Sunshine Boys put final touches to the play

There is good news for theatre buffs. Neil Simon's hit play, 'The Sunshine Boys' is playing in Mumbai for the next few weeks.

The cast is made up of theatre veteran Hosi Vasunia, Riyaaz Makaney, Vishaal Asrani, Heena Kamte and Kamal Mulla. Sam Kerawala is directing this play. The play is about a film agent's attempt to get two crotchety, old vaudeville artistes, Lewis and Clark, to perform together again. This means, they have to put aside their differences and get their act together, for a comeback. It has all the makings of a Neil Simon comedy - clever one-liners, and witty repartee.

Actor, Hosi Vasunia told CNBC-TV18, "This is a play about two old-time comedians in vaudeville, which is a different kind of comedy in America."

This play was first written by Neil Simon in 1972 for Broadway. The Sunshine Boys was adapted by the playwright for the big screen in 1975, which earned actor George Burns an Oscar and Walter Matthau an Academy nomination.

> [RECORDS PROVIDED]
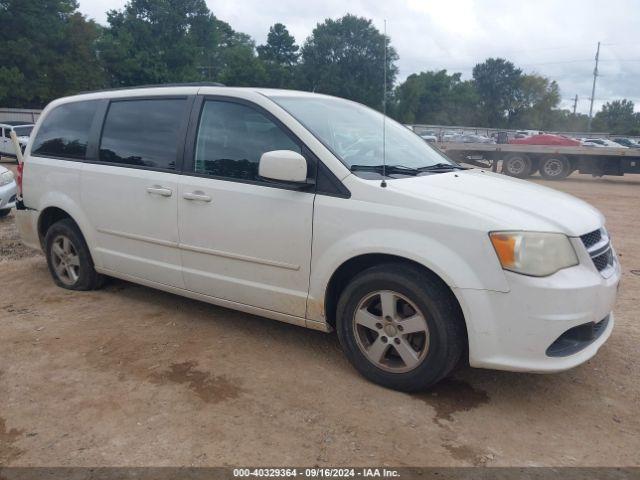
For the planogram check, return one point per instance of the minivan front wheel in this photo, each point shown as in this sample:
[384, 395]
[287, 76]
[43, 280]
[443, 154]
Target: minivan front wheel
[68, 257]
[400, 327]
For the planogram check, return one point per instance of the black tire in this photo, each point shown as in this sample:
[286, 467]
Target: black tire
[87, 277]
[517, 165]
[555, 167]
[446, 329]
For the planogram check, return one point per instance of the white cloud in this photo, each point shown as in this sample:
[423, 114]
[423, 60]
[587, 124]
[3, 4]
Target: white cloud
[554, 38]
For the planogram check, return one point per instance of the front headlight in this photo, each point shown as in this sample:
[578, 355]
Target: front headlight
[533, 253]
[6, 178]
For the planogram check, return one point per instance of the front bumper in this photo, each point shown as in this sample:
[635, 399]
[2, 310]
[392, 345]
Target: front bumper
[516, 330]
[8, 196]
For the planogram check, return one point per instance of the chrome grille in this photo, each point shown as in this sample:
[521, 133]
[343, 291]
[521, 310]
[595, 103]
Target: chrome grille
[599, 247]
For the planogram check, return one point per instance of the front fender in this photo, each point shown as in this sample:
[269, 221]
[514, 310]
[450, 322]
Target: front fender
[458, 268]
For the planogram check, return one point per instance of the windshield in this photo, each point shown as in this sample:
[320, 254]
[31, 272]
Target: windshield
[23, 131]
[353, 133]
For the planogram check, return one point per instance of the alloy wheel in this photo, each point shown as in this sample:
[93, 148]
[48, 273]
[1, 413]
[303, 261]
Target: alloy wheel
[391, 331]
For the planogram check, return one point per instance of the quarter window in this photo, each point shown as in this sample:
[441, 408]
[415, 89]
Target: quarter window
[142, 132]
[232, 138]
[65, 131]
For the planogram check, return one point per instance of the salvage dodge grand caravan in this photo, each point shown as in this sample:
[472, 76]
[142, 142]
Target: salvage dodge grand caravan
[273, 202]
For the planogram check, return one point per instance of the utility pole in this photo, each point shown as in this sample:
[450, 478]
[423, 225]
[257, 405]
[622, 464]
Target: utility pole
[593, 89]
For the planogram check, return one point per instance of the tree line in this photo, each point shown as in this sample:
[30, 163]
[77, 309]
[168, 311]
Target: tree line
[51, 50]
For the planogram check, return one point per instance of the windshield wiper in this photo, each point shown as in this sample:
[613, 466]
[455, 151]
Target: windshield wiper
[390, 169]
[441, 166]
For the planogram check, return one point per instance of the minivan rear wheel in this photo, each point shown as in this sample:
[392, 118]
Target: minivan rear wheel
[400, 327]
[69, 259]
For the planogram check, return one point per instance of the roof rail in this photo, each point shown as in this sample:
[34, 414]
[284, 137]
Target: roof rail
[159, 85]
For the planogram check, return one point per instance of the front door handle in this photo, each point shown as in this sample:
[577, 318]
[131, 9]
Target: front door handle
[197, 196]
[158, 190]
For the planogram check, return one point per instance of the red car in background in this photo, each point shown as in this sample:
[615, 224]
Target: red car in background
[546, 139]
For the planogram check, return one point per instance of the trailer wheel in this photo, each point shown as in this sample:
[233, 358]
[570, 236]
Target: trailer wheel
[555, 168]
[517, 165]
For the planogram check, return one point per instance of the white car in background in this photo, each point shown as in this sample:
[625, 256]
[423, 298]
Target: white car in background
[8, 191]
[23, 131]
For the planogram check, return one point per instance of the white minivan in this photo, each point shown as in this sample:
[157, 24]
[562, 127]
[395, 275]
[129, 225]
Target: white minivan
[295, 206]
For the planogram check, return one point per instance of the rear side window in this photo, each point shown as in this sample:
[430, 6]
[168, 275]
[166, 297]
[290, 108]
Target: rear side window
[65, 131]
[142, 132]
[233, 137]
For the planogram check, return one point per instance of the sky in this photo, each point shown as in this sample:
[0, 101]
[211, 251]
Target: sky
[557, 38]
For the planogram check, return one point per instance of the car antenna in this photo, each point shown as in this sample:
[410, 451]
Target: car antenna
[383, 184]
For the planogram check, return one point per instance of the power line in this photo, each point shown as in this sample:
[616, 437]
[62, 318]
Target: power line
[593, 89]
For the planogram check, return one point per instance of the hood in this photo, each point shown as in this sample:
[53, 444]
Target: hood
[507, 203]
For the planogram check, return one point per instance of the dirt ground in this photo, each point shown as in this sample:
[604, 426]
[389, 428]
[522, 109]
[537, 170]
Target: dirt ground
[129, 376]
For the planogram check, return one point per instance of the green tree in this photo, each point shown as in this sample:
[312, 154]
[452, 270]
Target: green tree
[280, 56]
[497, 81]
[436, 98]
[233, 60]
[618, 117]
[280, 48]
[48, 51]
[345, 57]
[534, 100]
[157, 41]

> [TASK DETAILS] Please continue the article above about the Mumbai staging of 'The Sunshine Boys', starting after its last sentence.

> [EXERCISE RESULT]
He also later wrote an updated version of the play for television, which was produced in 1995 but was then shelved for the time being. It was later shown during the Christmas holidays in 1997. This version starred Woody Allen and Peter Falk.

A colourful history....

Vaudeville is an art form that has its roots in America, where it began life as a kind of entertainment for the masses after the Civil War. It was after 1871, the term vaudeville, itself, referring specifically to American variety entertainment, came into common usage. This was also the time when the 'Sargent's Great Vaudeville Company of Louisville', was formed, which had little in common with the vaudeville of the French theatre.

MB Leavitt, who was a variety showman, claimed the word originated from the French "vaux de ville" which meant "worth of the city, or worthy of the city's patronage", but in all likelihood, the name was merely selected "for its vagueness, its faint, but harmless exoticism, and perhaps its connotation of gentility."

Initially, Leavitt and Sargent's shows didn't differ from the coarser material presented in earlier itinerant entertainments, but their use of the term 'vaudeville' points to an early effort to cater variety amusements to a growing middle class. Therefore, needing a little touch of respectability, questionable references and innuendo was done away with.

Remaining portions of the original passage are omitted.